■ DATASET ENTRIES ■
══════════

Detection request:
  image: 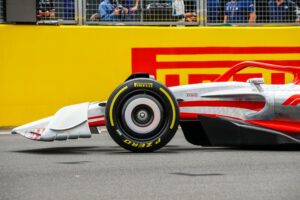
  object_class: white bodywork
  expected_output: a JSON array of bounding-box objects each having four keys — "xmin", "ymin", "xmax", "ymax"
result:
[
  {"xmin": 12, "ymin": 102, "xmax": 104, "ymax": 141},
  {"xmin": 13, "ymin": 80, "xmax": 300, "ymax": 141}
]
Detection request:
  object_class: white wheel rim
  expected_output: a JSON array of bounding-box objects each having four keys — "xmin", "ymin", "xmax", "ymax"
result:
[{"xmin": 125, "ymin": 97, "xmax": 161, "ymax": 134}]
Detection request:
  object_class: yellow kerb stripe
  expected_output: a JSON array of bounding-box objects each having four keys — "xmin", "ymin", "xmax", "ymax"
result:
[
  {"xmin": 109, "ymin": 86, "xmax": 128, "ymax": 126},
  {"xmin": 156, "ymin": 53, "xmax": 300, "ymax": 62},
  {"xmin": 159, "ymin": 88, "xmax": 176, "ymax": 129}
]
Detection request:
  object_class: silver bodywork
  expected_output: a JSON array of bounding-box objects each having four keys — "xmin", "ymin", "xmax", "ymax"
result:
[{"xmin": 12, "ymin": 79, "xmax": 300, "ymax": 141}]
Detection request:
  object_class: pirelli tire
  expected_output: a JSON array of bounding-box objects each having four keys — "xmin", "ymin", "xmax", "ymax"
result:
[{"xmin": 105, "ymin": 78, "xmax": 179, "ymax": 152}]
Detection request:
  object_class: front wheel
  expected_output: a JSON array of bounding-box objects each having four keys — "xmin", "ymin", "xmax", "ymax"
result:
[{"xmin": 105, "ymin": 78, "xmax": 179, "ymax": 152}]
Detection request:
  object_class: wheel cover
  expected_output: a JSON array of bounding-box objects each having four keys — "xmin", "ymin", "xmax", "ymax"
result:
[{"xmin": 123, "ymin": 95, "xmax": 162, "ymax": 135}]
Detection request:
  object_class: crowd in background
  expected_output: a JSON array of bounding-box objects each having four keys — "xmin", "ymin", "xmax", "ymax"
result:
[{"xmin": 0, "ymin": 0, "xmax": 300, "ymax": 24}]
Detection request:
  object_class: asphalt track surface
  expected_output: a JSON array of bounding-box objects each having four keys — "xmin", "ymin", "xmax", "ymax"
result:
[{"xmin": 0, "ymin": 131, "xmax": 300, "ymax": 200}]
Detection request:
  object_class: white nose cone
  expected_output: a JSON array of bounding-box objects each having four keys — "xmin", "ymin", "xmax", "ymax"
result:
[{"xmin": 12, "ymin": 103, "xmax": 91, "ymax": 141}]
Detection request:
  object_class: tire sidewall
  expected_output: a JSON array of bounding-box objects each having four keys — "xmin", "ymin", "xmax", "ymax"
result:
[{"xmin": 105, "ymin": 78, "xmax": 179, "ymax": 152}]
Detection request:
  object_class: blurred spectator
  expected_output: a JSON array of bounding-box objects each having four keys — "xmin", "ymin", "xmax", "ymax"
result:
[
  {"xmin": 37, "ymin": 0, "xmax": 55, "ymax": 19},
  {"xmin": 172, "ymin": 0, "xmax": 197, "ymax": 22},
  {"xmin": 99, "ymin": 0, "xmax": 128, "ymax": 21},
  {"xmin": 269, "ymin": 0, "xmax": 300, "ymax": 23},
  {"xmin": 224, "ymin": 0, "xmax": 255, "ymax": 23},
  {"xmin": 255, "ymin": 0, "xmax": 270, "ymax": 23},
  {"xmin": 207, "ymin": 0, "xmax": 221, "ymax": 23},
  {"xmin": 122, "ymin": 0, "xmax": 140, "ymax": 21}
]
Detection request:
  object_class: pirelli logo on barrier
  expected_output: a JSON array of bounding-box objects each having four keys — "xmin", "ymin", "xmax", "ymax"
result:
[{"xmin": 132, "ymin": 47, "xmax": 300, "ymax": 86}]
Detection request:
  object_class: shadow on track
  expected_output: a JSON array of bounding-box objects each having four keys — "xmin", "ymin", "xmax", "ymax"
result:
[{"xmin": 12, "ymin": 145, "xmax": 300, "ymax": 155}]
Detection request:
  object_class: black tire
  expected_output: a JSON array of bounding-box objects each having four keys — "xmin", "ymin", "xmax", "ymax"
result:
[{"xmin": 105, "ymin": 78, "xmax": 179, "ymax": 152}]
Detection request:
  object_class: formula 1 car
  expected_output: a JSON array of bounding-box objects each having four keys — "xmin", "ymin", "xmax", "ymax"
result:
[{"xmin": 12, "ymin": 61, "xmax": 300, "ymax": 152}]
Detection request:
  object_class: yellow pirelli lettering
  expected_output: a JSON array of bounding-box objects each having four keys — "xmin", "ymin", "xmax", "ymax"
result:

══════════

■ REQUIREMENT ■
Pick out every line in the material above that contains the word "bodywork" and copy each one in full.

■ TASK OUTPUT ■
  object_class: white bodywork
  object_class: silver bodywork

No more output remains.